YOUR INSTRUCTIONS: Count the lines in the records below that contain the word "black", matching case exactly, and give only the number.

DATA FOR THIS TASK:
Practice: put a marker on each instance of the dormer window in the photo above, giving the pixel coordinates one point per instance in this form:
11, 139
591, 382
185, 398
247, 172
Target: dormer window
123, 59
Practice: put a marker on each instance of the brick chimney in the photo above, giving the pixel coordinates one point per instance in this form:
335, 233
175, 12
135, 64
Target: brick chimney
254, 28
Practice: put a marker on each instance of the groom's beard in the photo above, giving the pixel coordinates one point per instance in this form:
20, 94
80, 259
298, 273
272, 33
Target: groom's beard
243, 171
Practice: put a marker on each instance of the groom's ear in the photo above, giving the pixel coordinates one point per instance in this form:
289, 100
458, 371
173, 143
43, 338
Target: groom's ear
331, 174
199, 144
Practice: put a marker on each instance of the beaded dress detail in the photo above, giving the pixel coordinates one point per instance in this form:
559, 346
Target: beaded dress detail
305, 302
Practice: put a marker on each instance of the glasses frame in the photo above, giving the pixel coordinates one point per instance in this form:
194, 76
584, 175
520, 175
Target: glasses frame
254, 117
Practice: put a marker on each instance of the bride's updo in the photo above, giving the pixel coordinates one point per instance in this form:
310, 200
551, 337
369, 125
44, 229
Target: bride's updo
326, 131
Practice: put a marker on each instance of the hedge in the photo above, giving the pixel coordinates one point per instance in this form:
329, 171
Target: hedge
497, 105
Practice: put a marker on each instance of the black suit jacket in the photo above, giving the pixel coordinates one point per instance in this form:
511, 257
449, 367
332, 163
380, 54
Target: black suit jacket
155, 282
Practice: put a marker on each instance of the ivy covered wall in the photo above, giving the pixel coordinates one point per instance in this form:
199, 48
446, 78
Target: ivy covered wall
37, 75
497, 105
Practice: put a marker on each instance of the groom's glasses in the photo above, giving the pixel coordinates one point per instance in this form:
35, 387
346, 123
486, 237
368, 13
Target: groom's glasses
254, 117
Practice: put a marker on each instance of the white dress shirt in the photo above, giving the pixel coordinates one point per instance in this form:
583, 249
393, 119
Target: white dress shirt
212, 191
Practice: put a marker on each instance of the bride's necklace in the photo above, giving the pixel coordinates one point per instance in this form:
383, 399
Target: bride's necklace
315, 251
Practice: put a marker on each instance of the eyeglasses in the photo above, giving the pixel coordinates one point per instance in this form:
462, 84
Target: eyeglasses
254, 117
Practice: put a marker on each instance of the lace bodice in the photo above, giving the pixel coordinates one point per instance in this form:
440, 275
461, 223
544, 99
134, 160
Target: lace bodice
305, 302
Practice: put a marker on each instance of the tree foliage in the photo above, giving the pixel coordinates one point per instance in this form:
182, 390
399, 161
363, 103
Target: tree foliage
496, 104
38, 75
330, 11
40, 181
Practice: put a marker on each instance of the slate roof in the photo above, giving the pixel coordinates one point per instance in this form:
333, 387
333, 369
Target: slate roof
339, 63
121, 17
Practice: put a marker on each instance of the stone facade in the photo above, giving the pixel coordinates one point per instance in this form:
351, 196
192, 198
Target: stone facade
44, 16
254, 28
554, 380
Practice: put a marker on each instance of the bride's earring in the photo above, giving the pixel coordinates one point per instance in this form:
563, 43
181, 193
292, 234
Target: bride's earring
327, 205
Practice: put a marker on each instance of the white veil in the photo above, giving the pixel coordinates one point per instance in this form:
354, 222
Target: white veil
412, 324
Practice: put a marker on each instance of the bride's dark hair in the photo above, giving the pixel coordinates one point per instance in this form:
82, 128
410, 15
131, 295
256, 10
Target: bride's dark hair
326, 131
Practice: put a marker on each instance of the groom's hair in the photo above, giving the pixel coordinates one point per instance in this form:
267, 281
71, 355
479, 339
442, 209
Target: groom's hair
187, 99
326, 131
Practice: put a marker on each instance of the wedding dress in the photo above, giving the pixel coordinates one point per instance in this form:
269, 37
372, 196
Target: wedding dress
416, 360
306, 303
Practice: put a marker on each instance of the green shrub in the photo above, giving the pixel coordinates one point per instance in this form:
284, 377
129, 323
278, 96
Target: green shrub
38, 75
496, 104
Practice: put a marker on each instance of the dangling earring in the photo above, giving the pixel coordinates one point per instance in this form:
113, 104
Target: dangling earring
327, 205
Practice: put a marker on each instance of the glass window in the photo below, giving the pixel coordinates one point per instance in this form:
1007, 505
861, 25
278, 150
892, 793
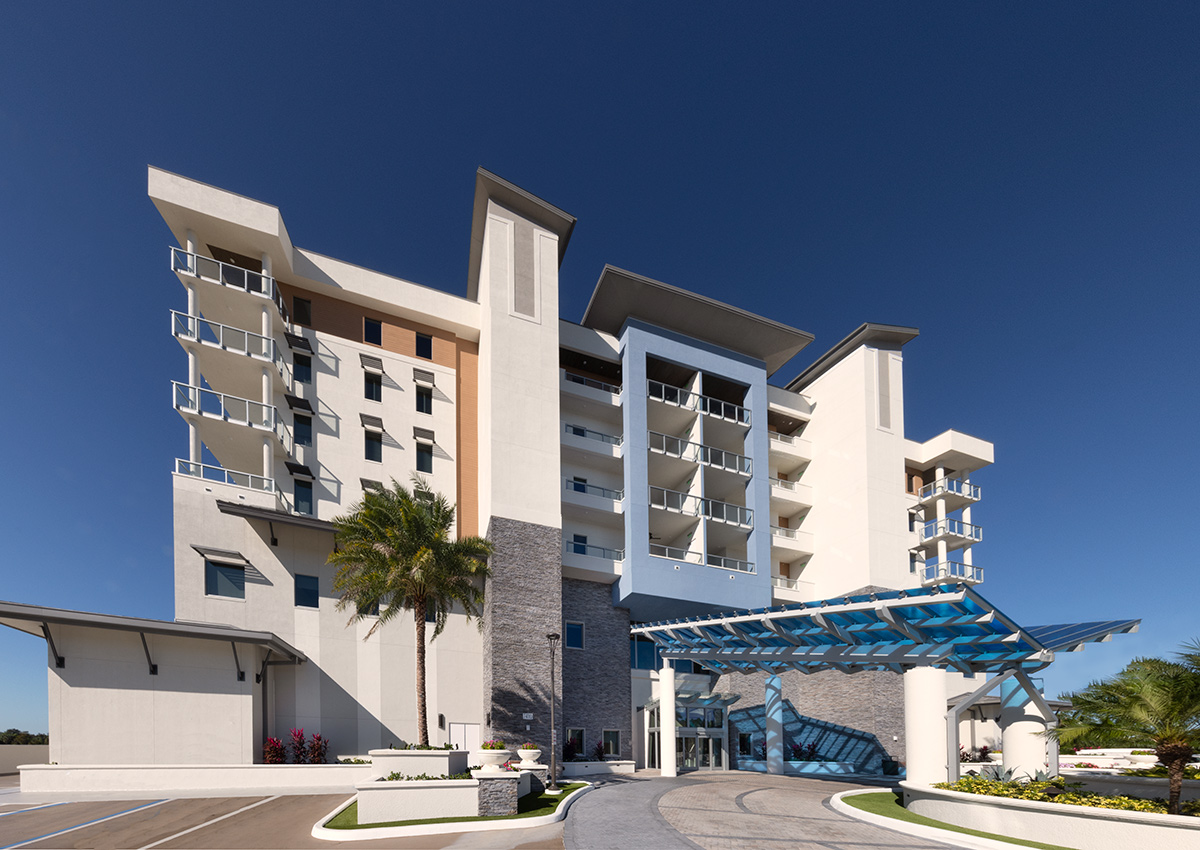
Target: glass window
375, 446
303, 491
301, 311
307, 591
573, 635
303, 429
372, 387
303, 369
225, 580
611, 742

* * *

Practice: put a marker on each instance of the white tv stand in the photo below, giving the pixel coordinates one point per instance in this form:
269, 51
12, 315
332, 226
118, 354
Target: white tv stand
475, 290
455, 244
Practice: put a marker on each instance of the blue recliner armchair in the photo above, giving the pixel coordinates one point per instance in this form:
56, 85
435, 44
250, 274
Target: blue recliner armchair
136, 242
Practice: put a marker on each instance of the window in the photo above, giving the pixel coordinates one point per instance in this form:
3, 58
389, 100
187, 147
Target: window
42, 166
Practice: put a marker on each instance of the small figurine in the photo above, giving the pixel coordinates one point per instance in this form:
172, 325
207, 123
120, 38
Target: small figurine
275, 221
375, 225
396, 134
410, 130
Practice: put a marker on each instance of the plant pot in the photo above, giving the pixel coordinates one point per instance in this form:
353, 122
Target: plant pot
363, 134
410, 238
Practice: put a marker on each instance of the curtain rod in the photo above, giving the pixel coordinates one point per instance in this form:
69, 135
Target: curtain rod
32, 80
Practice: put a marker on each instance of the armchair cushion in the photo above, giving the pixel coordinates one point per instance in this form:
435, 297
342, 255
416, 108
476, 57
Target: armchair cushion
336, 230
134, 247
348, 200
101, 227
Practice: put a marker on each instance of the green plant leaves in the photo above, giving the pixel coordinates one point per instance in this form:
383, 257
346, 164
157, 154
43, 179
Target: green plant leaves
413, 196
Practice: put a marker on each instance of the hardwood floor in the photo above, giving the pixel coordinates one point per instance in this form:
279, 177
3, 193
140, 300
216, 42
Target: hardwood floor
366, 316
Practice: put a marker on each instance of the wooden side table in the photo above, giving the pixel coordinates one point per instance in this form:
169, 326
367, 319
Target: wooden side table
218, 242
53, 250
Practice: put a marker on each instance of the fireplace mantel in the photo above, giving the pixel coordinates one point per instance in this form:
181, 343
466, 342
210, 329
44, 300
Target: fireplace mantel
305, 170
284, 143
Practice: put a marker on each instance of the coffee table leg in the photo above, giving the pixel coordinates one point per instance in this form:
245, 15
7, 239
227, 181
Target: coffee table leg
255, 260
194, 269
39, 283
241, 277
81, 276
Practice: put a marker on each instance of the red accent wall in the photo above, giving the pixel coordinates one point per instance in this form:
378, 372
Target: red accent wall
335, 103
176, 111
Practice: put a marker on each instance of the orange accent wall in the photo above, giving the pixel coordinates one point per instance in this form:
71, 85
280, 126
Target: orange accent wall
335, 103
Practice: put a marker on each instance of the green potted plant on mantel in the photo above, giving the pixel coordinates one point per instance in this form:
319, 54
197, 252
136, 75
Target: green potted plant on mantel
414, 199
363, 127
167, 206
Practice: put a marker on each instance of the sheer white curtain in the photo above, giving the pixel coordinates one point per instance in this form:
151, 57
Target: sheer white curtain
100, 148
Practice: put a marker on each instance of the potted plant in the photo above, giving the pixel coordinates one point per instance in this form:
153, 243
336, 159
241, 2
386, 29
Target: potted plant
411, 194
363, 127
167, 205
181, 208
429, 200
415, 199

==

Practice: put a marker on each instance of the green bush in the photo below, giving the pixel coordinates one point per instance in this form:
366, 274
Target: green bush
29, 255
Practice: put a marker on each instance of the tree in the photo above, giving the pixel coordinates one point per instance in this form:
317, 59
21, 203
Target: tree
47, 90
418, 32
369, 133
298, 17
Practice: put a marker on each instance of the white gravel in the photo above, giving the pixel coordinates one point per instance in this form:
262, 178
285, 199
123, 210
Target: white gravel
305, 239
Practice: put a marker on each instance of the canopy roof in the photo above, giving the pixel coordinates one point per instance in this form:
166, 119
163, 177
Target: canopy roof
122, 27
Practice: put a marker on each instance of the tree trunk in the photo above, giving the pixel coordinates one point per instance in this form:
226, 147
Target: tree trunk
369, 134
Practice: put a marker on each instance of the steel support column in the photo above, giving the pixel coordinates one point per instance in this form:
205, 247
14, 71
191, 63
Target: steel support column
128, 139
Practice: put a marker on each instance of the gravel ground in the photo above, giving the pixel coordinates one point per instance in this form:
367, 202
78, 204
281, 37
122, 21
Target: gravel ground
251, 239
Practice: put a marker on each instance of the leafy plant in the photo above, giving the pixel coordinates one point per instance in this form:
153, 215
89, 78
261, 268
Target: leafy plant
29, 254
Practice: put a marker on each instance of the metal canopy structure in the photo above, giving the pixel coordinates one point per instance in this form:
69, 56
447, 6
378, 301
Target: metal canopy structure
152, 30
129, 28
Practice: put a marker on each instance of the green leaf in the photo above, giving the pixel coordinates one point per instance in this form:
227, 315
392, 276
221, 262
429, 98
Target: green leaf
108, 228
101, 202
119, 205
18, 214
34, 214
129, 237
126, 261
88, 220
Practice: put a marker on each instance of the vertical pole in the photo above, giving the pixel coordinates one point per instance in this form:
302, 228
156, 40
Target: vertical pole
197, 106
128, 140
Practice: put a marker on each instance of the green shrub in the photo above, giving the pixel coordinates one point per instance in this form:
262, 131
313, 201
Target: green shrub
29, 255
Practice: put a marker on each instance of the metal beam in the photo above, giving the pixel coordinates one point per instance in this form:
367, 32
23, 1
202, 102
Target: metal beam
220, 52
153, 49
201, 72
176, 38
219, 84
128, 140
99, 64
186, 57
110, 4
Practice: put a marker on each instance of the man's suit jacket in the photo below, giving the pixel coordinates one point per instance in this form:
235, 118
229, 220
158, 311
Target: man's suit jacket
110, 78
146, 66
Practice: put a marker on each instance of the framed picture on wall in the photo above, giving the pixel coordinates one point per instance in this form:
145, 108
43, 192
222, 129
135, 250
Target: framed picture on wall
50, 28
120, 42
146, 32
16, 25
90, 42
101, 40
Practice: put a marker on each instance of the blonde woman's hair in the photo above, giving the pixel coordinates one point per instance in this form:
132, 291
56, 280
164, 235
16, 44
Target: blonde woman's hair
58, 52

CORRECT RESPONSE: 2